(Dataset excerpts on pointing at objects)

+ + + + + + +

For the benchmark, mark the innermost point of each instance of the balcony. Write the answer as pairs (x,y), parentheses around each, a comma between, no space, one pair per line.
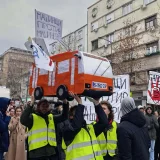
(152,53)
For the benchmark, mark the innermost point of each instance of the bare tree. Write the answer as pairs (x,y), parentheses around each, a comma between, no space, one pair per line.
(126,50)
(16,70)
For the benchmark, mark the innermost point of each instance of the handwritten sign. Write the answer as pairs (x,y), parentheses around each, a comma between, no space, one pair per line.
(47,26)
(121,90)
(153,94)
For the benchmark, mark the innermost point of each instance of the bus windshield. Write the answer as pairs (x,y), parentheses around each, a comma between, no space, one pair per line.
(95,65)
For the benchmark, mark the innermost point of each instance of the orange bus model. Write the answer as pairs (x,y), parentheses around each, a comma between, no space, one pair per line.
(82,73)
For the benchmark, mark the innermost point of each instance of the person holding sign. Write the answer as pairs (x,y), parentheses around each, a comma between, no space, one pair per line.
(108,139)
(132,133)
(79,139)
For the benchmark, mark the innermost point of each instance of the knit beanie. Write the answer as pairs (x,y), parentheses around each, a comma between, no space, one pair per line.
(127,105)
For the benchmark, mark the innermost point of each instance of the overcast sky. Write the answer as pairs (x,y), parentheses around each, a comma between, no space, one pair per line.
(17,19)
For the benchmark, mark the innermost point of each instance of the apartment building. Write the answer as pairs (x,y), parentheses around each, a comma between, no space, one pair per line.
(127,32)
(76,40)
(14,63)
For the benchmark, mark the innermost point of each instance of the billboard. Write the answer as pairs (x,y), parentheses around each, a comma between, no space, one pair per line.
(47,26)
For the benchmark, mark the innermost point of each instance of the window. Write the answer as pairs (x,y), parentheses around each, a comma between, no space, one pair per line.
(148,1)
(80,35)
(110,38)
(95,44)
(110,18)
(94,26)
(80,48)
(128,31)
(151,22)
(152,48)
(127,8)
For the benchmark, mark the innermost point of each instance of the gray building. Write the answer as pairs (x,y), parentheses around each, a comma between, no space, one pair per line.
(127,33)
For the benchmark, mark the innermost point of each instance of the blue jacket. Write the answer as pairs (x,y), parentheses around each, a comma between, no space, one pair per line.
(4,121)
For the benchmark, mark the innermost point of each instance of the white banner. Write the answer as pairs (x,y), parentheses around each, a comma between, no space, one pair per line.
(42,60)
(153,94)
(47,26)
(121,90)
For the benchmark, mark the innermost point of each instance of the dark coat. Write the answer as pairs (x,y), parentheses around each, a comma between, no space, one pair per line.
(152,124)
(4,121)
(70,128)
(133,138)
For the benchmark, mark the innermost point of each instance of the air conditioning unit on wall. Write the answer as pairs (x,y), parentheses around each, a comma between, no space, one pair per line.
(143,6)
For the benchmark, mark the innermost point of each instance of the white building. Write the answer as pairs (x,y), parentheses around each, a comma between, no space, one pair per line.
(127,32)
(76,40)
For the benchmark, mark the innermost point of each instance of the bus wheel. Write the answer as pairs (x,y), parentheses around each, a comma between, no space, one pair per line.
(62,92)
(38,93)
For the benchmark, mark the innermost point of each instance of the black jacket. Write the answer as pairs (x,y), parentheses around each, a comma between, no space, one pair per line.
(70,128)
(152,124)
(27,120)
(133,137)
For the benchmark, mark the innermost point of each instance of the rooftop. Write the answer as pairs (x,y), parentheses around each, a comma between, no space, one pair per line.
(17,50)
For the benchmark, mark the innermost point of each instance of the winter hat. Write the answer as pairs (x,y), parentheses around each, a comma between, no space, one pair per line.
(140,107)
(127,105)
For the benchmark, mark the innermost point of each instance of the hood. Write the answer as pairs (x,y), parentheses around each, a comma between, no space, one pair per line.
(136,117)
(127,105)
(4,102)
(147,109)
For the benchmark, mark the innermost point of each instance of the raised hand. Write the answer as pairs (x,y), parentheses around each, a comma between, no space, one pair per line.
(76,97)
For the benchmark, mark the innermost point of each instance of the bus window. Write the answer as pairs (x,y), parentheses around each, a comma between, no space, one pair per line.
(95,65)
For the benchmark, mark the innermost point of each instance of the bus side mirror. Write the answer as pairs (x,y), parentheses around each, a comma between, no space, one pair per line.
(76,55)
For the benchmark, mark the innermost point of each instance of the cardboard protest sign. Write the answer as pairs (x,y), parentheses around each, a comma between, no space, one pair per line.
(153,94)
(47,26)
(121,90)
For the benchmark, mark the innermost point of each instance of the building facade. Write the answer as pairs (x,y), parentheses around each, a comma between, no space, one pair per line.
(14,64)
(127,33)
(76,40)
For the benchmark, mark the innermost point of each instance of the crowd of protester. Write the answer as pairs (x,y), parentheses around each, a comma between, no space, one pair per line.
(38,131)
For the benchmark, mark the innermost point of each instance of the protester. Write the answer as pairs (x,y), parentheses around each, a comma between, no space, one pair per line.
(157,144)
(152,124)
(12,112)
(141,109)
(109,135)
(4,121)
(133,138)
(58,108)
(16,149)
(79,139)
(42,124)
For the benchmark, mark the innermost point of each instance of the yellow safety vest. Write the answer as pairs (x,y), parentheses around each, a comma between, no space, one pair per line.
(110,145)
(40,135)
(84,146)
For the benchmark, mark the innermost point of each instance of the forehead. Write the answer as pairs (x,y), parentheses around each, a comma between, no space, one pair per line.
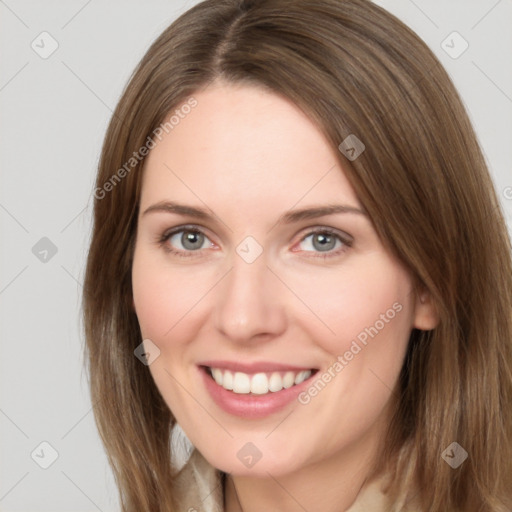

+ + + + + + +

_Exercise description:_ Which lines of the listing above contain the string "white"? Copy out each one.

_Exercise answer:_
For the benchmark, mark the innermost point of each instance of the white banner. Write the answer as pairs (x,y), parentheses around each, a comma between, no space, one pair per line.
For the benchmark, mark the innermost point of each instance of the white building. Write the answer as pairs (x,y), parentheses around each, a comma between, no space, one pair per line.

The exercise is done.